=== STATED EXERCISE ===
Can you reproduce, word for word, the lines of the records below, starting at the line that contains "Can you spot any kitchen countertop" and ending at the line that contains "0 256 162 376", with both of those lines included and nothing else?

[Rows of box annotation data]
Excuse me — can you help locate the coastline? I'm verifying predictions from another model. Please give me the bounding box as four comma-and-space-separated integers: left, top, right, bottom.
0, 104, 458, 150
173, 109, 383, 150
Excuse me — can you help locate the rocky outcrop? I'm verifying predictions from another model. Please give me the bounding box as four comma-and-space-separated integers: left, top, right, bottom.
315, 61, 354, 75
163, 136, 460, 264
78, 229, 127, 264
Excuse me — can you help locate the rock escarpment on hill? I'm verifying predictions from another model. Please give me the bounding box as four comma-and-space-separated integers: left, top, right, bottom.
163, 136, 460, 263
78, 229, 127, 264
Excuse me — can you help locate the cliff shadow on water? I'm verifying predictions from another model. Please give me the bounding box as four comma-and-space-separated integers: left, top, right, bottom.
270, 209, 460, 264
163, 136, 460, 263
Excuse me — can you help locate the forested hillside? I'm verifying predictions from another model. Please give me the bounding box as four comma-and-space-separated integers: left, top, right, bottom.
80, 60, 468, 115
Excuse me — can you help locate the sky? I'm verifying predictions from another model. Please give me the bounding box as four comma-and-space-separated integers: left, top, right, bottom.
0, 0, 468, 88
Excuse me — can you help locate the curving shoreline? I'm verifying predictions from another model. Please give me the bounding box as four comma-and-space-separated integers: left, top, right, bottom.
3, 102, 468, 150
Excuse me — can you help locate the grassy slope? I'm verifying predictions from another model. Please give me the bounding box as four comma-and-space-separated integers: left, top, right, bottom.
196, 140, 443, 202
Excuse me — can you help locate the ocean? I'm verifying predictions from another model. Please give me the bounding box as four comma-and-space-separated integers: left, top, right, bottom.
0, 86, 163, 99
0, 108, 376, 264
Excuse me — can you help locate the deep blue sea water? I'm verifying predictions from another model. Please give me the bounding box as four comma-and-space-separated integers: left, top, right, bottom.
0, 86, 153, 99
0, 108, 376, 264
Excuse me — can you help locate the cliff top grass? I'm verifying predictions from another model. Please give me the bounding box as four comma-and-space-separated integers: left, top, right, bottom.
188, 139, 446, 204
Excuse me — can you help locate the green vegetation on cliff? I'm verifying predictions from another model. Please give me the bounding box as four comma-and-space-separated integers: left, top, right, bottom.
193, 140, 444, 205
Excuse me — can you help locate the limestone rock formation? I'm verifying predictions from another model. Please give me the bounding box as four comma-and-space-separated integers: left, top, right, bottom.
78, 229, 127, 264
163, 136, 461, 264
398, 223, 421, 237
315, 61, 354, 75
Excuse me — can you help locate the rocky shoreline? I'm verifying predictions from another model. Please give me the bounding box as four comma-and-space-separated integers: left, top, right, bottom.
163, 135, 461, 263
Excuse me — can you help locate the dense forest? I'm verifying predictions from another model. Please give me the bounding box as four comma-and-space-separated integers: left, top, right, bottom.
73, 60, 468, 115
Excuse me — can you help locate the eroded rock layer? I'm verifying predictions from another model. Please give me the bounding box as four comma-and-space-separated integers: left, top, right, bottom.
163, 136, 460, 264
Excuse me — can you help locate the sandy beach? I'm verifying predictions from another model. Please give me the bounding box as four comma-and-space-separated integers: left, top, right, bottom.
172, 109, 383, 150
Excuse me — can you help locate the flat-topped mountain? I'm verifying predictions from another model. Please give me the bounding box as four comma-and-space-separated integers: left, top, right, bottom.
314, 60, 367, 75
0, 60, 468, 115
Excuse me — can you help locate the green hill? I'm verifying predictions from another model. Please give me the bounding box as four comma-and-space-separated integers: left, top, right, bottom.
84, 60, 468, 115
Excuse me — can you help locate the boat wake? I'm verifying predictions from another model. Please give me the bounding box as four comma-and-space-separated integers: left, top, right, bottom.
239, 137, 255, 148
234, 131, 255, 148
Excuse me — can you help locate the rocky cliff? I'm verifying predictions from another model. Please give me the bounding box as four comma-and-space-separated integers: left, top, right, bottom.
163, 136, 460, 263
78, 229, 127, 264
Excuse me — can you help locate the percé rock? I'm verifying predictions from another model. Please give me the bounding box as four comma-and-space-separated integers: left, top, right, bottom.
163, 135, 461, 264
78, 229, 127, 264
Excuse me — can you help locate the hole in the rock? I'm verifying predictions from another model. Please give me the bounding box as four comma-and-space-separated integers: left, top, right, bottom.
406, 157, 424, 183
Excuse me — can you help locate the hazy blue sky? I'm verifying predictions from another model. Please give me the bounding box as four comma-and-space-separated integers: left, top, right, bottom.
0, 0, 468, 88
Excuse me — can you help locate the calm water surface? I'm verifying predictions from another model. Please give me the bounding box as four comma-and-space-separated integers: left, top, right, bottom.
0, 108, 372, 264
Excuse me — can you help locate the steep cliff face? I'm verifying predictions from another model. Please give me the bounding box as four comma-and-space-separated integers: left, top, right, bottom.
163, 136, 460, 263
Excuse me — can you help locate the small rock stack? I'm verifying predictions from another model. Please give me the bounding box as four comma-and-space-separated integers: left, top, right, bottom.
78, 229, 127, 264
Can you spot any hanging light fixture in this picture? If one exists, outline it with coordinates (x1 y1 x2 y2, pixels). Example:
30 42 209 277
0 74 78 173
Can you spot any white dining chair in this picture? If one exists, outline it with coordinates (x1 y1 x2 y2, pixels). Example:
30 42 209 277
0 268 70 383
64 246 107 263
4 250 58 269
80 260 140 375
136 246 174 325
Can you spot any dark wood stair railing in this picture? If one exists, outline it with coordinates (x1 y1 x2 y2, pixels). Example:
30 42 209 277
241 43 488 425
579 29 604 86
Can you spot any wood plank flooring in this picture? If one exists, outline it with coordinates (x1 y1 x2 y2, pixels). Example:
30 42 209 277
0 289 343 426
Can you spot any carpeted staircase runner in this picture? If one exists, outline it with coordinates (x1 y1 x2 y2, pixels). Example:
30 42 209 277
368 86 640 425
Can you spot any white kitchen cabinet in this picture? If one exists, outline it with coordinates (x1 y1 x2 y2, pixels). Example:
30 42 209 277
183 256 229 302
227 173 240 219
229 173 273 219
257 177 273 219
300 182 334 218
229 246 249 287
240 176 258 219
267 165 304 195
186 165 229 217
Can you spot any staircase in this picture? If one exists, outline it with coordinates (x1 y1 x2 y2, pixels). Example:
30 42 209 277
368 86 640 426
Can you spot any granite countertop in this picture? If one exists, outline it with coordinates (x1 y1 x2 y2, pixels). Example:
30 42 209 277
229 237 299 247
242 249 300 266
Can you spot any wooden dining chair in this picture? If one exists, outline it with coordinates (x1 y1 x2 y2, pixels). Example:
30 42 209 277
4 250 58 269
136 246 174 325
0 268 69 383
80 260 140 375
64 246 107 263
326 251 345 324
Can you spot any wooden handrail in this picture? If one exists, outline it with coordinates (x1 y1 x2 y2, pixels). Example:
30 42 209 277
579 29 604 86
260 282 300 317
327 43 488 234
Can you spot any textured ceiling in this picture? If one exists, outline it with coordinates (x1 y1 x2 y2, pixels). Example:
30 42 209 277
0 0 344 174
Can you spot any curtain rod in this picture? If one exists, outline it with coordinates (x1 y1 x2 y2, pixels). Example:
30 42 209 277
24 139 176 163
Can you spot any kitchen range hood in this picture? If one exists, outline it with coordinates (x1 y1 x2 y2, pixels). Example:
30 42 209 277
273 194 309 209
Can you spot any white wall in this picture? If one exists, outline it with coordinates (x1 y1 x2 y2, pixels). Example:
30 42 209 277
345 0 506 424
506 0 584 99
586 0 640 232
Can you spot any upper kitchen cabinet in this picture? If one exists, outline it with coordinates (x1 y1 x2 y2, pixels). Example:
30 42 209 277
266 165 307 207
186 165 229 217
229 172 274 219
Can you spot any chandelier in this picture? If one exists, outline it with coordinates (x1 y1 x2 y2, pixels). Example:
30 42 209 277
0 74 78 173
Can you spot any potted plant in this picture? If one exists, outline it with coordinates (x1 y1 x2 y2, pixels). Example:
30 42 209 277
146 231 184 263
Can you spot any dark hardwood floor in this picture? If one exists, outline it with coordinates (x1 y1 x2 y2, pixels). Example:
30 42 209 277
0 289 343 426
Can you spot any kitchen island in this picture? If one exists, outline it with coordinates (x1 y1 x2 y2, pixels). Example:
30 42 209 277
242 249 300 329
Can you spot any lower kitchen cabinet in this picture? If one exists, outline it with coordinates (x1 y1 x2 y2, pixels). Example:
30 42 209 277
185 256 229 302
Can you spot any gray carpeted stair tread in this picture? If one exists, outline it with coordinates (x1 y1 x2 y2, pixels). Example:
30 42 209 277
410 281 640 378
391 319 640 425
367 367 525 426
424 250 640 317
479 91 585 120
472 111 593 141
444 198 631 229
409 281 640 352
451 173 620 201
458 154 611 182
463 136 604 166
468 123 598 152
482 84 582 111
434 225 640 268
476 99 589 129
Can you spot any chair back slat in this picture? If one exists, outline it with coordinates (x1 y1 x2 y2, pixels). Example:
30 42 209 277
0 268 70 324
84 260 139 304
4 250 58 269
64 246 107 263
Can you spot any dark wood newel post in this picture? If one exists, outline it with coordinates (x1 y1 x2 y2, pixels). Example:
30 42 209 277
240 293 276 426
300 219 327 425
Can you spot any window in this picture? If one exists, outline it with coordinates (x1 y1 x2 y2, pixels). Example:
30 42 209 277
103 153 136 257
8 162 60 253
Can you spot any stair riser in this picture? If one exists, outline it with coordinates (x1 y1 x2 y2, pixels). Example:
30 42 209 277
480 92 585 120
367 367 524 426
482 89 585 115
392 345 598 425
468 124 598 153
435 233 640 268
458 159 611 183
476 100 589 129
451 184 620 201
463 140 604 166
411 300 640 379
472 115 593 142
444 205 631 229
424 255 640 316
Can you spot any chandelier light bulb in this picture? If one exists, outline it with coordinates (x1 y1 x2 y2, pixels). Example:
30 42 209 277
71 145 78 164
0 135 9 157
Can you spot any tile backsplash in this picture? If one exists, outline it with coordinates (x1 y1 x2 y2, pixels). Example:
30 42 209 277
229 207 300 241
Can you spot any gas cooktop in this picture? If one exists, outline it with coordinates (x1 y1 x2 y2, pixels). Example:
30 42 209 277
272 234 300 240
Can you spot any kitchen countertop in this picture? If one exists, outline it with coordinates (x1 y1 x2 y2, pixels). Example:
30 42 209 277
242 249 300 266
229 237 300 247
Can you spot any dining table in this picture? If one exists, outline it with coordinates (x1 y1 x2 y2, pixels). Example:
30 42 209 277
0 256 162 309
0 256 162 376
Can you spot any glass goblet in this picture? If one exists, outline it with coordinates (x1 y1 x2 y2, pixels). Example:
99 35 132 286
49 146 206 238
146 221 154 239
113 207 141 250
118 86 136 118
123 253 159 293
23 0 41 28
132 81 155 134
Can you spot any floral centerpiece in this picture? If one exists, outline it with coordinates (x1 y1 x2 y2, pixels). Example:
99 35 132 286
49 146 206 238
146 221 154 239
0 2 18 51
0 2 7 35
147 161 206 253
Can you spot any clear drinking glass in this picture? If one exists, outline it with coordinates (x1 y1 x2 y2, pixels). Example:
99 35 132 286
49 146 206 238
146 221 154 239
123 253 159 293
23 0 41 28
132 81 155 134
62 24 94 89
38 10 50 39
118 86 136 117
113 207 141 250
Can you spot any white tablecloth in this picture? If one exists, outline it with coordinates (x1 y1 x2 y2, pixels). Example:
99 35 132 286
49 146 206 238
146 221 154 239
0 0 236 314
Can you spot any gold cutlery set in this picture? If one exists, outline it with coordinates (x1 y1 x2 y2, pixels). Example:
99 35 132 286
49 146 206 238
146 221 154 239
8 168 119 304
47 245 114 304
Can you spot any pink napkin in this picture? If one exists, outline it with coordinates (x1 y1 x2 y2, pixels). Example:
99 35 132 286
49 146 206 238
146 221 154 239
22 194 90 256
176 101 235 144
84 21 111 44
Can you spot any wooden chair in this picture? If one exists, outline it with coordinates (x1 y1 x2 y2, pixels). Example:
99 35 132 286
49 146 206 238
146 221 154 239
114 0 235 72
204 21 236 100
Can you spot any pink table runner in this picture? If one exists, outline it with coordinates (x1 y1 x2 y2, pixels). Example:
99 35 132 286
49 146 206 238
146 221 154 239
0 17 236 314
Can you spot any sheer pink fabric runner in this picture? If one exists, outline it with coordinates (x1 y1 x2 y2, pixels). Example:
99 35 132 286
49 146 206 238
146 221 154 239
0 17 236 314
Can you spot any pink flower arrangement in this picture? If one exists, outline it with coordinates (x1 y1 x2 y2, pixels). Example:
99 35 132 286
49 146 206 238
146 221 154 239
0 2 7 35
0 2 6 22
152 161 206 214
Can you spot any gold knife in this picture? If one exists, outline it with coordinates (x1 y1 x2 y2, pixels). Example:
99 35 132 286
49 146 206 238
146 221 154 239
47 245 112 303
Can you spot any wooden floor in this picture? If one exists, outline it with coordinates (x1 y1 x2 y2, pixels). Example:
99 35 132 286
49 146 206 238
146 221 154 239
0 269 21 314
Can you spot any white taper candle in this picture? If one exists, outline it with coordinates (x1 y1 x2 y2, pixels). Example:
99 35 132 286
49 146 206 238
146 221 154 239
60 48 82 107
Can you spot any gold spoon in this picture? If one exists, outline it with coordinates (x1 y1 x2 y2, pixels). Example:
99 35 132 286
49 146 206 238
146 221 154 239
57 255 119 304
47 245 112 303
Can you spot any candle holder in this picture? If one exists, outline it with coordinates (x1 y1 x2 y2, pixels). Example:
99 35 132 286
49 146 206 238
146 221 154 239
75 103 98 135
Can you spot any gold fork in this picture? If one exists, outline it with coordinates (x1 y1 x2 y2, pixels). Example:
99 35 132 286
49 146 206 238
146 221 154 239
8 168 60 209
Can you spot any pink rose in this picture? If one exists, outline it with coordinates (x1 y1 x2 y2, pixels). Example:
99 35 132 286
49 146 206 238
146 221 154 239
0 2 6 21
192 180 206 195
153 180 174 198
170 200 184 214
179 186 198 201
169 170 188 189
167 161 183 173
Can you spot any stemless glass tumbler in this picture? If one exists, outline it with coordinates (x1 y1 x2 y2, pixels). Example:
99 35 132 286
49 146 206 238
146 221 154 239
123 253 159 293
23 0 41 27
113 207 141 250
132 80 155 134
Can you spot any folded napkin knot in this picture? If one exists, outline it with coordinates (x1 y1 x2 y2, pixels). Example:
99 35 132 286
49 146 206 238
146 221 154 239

=== SOLUTION TO THIS TASK ===
Can you spot any kitchen countertop in this picture? If one exists, outline it with coordinates (x1 y1 x2 y2, pixels). Example:
30 42 209 277
242 249 300 266
229 237 300 247
Can you spot any dining table in this picture? If one exists, outline it with coordinates (x1 y1 x2 y2, pixels). Example:
30 42 209 277
0 256 162 309
0 256 162 376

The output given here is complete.